Request.
Extract every line of the data below and reproduce each one verbatim, in its original order.

========

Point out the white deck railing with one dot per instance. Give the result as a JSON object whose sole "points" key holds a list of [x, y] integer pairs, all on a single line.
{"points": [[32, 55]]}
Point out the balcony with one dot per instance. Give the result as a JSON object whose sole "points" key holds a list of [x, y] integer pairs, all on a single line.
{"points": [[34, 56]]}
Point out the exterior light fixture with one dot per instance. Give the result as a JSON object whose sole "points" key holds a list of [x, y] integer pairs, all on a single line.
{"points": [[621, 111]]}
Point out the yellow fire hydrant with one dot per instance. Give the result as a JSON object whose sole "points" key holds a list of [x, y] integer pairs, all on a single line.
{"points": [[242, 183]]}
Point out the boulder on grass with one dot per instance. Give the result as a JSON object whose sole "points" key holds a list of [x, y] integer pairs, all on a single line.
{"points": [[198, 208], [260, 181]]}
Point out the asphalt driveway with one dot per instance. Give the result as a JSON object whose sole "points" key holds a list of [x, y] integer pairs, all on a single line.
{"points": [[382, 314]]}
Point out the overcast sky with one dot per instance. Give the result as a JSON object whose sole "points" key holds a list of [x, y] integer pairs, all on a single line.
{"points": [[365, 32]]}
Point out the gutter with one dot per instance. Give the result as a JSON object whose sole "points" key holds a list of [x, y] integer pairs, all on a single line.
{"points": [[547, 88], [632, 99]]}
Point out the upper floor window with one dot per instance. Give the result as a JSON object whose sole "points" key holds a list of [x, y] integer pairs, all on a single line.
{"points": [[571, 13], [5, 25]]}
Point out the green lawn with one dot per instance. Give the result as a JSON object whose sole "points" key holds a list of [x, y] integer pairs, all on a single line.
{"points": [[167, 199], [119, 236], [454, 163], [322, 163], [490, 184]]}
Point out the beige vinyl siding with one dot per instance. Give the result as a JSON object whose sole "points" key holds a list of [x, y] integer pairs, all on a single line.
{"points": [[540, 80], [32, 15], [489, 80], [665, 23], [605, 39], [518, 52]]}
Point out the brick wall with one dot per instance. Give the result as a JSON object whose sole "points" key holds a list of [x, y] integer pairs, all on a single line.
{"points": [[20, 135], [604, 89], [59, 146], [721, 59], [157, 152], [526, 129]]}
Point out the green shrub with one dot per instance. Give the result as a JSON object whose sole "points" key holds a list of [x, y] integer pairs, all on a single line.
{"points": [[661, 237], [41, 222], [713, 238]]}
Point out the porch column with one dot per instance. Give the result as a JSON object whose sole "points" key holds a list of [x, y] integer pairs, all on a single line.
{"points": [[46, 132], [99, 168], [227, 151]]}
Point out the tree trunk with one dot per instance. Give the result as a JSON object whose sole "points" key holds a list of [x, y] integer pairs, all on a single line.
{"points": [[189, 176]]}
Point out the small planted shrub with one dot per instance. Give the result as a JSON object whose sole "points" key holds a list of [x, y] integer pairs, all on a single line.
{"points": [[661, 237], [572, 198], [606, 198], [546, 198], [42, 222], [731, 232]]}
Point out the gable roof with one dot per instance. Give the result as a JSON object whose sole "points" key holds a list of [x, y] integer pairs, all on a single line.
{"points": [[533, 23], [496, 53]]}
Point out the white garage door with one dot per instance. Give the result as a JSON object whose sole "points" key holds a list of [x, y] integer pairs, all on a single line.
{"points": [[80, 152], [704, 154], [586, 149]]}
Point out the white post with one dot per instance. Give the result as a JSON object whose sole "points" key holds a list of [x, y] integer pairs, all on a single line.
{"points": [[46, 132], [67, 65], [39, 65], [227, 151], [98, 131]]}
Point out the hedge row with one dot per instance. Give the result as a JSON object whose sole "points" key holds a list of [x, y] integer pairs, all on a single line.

========

Exercise answer.
Point out the white deck railing with one dot per instance. Give the result as a JSON object whose sole "points" key holds a list of [x, y] integer pairs, all on a single line.
{"points": [[32, 55]]}
Point out the balcony with one dot per instance. Give the result as a JSON object whose sole "points" key holds a list of [x, y] integer pairs, all on a single line.
{"points": [[34, 56]]}
Point out the exterior light fixture with one dot per instance. Give the result as a JSON object whose sole "points" key holds a list of [x, y] integer pairs, all on a single line.
{"points": [[621, 111]]}
Point out the yellow fire hydrant with one dot per instance. Give the result as a JSON object whose sole "points" key holds a list of [x, y] integer pairs, all on a single line.
{"points": [[242, 183]]}
Point out the boulder on grass with one dot per instance. Give the result as a JSON object whose sole "points" key holds a list of [x, y] integer pairs, all on a single line.
{"points": [[198, 208], [260, 181]]}
Point out the asphalt driveway with one dot per instance. Give the result as a JSON object whose sole "points" key holds a list of [x, y] integer pairs, all on a single line.
{"points": [[382, 314]]}
Point out the overcast sky with one dot per instance. Give the result as a JSON object whose sole "points" key holds a list of [x, y] integer pairs, all on a single line.
{"points": [[365, 32]]}
Point out the gutter with one dot per instance. Give the result as a JSON object whose sole "points" key holds a list of [x, y] integer pairs, all on a single line.
{"points": [[547, 88], [632, 99]]}
Point out the upper floor window with one dot per instance. Give the result as a JSON object whose sole "points" key holds a list of [x, y] integer pairs, all on a single line.
{"points": [[571, 13], [5, 25]]}
Point out the green lawn with one dot per instance. Give the result as a JSON object whose sole "points" key holds a list of [x, y] integer pairs, all on a single line.
{"points": [[167, 199], [119, 236], [454, 163], [322, 163], [490, 184]]}
Point out the beige vinyl siding with one dot per instance. Give the result as a JSON object whose sole "points" key holds a list of [x, y] integer pairs, all on a single line.
{"points": [[540, 80], [32, 15], [489, 80], [665, 23], [605, 39], [518, 52]]}
Point out the brick wall with one dot per instance. Give the result as a JSON object whose sole "points" key holds a list of [x, y] integer pairs, all on a single line.
{"points": [[20, 135], [604, 89], [59, 146], [721, 59], [157, 152], [526, 129]]}
Point out the green shrub with one dot per instance. Give the result as a JSON object whose sole "points" key holds a list of [x, y] integer pairs, all on a single line.
{"points": [[661, 237], [41, 222], [713, 238]]}
Point out the porch column with one dot per instance. Give the result as a JSON object whose sole "points" key holds a list of [x, y] integer pairs, all on a single line.
{"points": [[46, 132], [99, 168], [227, 151]]}
Point out the tree trunk with one dot per instance. Give the result as a JSON object whose sole "points" key holds a list of [x, y] integer pairs, all on a single line.
{"points": [[189, 176]]}
Point out the small planted shrub with one dot per instance. Give the result as a JSON object whose sole "points" key holds a list of [x, y] integer pairs, all on a single line.
{"points": [[661, 237], [572, 198], [606, 198], [546, 198], [42, 222], [731, 232]]}
Point out the gable roof with one dot per instance. Give the result as a JSON object whose sole "points" key holds a list of [x, y] integer pairs, all on a single line.
{"points": [[533, 23], [496, 53]]}
Point out the white garage door with one dot per instance. Give the result as a JSON object whose sole "points" key holds a list of [x, y] integer pairs, all on a single line.
{"points": [[80, 152], [704, 154], [586, 149]]}
Point out the white post with one dot per instance. Give the result as a JSON object whose sole "points" key holds a list of [x, y] integer pairs, all on a single line.
{"points": [[46, 132], [67, 65], [39, 65], [227, 151], [98, 131]]}
Point out the hedge row with one dot per instance. Give the result as a JSON object whose sole "points" key holds a list of [x, y] integer pairs, all on a single line.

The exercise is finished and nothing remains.